- [ページの抜粋]:
_____

医療環境が整っていない瀬戸内海および豊後水道の島々のうち、岡山・広島・香川・愛媛の4県に属する65の島々の住民の医療を支援する目的で、済生会が創立50周年を迎えた1962年に初代・済生丸を就航。2014年1月15日に就航した「済生丸100」で4代目になる。

済生丸には、レントゲン室や内科検診用の機器など、病院並みの設備を装備。岡山・広島・香川・愛媛の各支部が運営する病院の医師・看護師などが交代で乗り込みながら、島民の健康診断、内科の診療、救急医療などを担当する。

_____

- [問題]:
• a. 済生丸の文章から、「医療環境が整っていない瀬戸内」で始まって「療、救急医療などを担当する。」で終わる部分を、そのまま書き出してください。
• b. 済生丸の文章を読んで、次の問いに答えてください。
(i) 初代・済生丸が就航したのは何年ですか。
(ii) 「済生丸100」は何代目の済生丸ですか。
(iii) 済生丸に交代で乗り込む医師・看護師などは、どこが運営する病院の人ですか。
• c. 済生丸の文章によると、乗り込んだ医師・看護師などが担当する仕事は何ですか。すべて挙げてください。
記録はこの作業には使いません。

_____

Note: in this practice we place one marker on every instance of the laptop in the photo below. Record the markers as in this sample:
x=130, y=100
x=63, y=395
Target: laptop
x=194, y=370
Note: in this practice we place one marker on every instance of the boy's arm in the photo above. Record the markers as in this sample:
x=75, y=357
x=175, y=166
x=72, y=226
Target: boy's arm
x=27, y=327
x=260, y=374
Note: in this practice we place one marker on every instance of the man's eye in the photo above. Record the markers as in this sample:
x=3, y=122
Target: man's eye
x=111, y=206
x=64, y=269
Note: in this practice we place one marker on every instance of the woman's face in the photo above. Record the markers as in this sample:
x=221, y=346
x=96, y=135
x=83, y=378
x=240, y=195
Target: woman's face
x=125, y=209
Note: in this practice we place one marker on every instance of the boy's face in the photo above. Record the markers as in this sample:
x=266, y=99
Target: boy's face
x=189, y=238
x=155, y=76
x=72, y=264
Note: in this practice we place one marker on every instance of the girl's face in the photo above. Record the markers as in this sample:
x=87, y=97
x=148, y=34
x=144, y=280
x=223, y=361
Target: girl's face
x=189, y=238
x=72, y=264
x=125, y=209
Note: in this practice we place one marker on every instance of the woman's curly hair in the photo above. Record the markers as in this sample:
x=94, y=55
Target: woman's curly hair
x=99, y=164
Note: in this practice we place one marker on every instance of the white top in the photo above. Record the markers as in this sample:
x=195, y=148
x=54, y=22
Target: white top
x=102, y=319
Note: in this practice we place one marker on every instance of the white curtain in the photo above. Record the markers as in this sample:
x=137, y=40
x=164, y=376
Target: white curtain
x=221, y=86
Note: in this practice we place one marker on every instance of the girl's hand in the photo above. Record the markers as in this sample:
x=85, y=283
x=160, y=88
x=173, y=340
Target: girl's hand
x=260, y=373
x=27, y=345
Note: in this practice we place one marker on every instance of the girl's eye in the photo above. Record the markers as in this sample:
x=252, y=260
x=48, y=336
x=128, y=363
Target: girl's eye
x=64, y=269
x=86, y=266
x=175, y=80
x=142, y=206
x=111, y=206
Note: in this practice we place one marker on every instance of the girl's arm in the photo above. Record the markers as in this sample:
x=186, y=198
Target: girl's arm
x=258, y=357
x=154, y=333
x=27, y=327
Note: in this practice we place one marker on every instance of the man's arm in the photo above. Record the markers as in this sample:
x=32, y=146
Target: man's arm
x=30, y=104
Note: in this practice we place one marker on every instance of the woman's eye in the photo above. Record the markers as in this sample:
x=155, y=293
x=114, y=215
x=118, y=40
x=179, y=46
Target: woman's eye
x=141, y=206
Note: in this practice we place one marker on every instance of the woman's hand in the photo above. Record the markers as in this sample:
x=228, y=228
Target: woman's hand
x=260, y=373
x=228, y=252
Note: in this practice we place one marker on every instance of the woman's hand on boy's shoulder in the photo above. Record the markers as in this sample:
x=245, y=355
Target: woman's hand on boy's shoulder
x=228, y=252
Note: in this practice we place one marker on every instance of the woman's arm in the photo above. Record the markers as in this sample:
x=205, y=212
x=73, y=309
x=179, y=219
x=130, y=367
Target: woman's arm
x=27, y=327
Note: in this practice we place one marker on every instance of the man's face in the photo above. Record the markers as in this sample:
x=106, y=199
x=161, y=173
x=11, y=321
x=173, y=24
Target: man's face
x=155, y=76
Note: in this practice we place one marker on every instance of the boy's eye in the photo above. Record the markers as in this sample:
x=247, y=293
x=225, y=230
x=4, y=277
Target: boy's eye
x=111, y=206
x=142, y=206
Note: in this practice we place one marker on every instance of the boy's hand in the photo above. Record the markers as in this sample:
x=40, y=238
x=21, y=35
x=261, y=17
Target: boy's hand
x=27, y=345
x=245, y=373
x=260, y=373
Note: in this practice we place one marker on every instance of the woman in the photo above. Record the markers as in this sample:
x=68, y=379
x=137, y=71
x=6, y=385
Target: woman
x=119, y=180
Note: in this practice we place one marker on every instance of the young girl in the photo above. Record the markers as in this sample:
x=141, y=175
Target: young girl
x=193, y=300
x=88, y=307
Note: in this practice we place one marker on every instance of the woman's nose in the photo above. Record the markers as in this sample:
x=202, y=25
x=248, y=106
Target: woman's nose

_____

- [各問の答え]:
• a.
医療環境が整っていない瀬戸内海および豊後水道の島々のうち、岡山・広島・香川・愛媛の4県に属する65の島々の住民の医療を支援する目的で、済生会が創立50周年を迎えた1962年に初代・済生丸を就航。2014年1月15日に就航した「済生丸100」で4代目になる。

済生丸には、レントゲン室や内科検診用の機器など、病院並みの設備を装備。岡山・広島・香川・愛媛の各支部が運営する病院の医師・看護師などが交代で乗り込みながら、島民の健康診断、内科の診療、救急医療などを担当する。

• b.
(i) 1962年
(ii) 4代目
(iii) 岡山・広島・香川・愛媛の各支部が運営する病院

• c.
島民の健康診断
内科の診療
救急医療